■ Filas de datos:
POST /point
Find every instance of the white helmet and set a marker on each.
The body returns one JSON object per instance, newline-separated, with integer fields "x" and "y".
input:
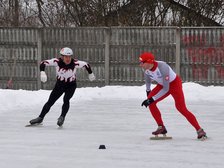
{"x": 66, "y": 51}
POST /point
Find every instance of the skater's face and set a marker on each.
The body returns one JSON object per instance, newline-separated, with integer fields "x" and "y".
{"x": 145, "y": 65}
{"x": 67, "y": 59}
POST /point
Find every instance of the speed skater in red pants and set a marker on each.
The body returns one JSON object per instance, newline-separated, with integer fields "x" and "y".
{"x": 168, "y": 83}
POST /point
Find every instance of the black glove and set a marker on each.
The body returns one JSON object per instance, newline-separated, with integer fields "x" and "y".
{"x": 147, "y": 92}
{"x": 147, "y": 102}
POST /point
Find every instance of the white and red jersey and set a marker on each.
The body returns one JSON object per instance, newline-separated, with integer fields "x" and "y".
{"x": 65, "y": 72}
{"x": 162, "y": 74}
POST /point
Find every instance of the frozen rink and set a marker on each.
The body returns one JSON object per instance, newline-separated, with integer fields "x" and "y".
{"x": 111, "y": 116}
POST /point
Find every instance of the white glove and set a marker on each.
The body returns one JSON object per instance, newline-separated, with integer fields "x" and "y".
{"x": 92, "y": 77}
{"x": 43, "y": 76}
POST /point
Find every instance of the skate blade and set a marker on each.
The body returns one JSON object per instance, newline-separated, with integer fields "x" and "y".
{"x": 33, "y": 125}
{"x": 164, "y": 137}
{"x": 203, "y": 138}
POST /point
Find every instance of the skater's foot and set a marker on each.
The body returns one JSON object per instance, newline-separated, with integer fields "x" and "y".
{"x": 201, "y": 133}
{"x": 61, "y": 120}
{"x": 160, "y": 130}
{"x": 37, "y": 120}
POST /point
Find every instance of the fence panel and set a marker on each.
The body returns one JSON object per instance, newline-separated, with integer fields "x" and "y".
{"x": 126, "y": 45}
{"x": 18, "y": 45}
{"x": 112, "y": 52}
{"x": 202, "y": 55}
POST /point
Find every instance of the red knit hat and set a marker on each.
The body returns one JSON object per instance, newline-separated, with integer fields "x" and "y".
{"x": 147, "y": 57}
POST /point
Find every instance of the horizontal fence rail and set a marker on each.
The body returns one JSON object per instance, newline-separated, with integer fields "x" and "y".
{"x": 197, "y": 54}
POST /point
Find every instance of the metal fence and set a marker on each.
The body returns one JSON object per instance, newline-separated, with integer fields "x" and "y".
{"x": 196, "y": 54}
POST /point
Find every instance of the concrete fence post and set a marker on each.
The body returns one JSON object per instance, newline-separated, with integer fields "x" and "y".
{"x": 107, "y": 55}
{"x": 178, "y": 30}
{"x": 39, "y": 55}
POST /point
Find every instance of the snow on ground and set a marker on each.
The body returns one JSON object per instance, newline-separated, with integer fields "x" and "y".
{"x": 112, "y": 116}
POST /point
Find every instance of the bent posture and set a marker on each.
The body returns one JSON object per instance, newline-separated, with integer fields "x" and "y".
{"x": 66, "y": 68}
{"x": 168, "y": 83}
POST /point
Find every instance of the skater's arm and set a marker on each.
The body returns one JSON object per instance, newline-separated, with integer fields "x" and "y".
{"x": 81, "y": 64}
{"x": 164, "y": 70}
{"x": 51, "y": 62}
{"x": 147, "y": 83}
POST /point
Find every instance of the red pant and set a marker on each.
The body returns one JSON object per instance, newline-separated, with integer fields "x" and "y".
{"x": 177, "y": 93}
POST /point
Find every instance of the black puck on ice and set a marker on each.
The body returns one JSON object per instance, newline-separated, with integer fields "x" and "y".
{"x": 102, "y": 147}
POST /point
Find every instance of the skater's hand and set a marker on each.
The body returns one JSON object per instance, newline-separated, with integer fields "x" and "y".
{"x": 147, "y": 102}
{"x": 43, "y": 76}
{"x": 92, "y": 77}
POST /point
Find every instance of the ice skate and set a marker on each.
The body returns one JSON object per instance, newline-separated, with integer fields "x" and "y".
{"x": 35, "y": 121}
{"x": 160, "y": 130}
{"x": 201, "y": 134}
{"x": 60, "y": 121}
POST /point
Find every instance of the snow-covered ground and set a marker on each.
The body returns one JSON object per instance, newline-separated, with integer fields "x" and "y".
{"x": 112, "y": 116}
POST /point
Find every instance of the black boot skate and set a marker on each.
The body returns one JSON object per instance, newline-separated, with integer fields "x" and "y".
{"x": 61, "y": 120}
{"x": 37, "y": 120}
{"x": 160, "y": 130}
{"x": 201, "y": 134}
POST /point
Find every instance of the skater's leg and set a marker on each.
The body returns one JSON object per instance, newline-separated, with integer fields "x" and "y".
{"x": 68, "y": 95}
{"x": 55, "y": 94}
{"x": 177, "y": 93}
{"x": 153, "y": 107}
{"x": 65, "y": 107}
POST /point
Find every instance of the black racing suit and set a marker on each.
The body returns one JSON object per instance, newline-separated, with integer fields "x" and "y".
{"x": 66, "y": 82}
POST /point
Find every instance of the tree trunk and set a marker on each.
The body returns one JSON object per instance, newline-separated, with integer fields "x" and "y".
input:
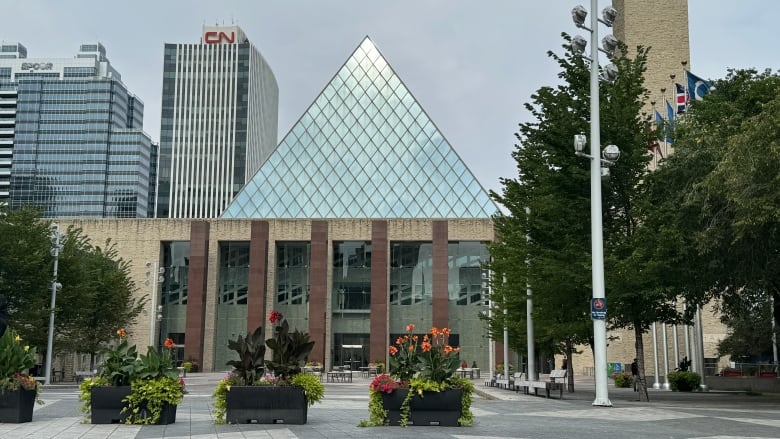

■ Ejercicio:
Devuelve cada línea del material en la que aparezca la palabra "snow".

■ Resultado:
Find every instance of the snow on ground and set a marker on each.
Find every instance of the snow-covered ground and set a marker on each.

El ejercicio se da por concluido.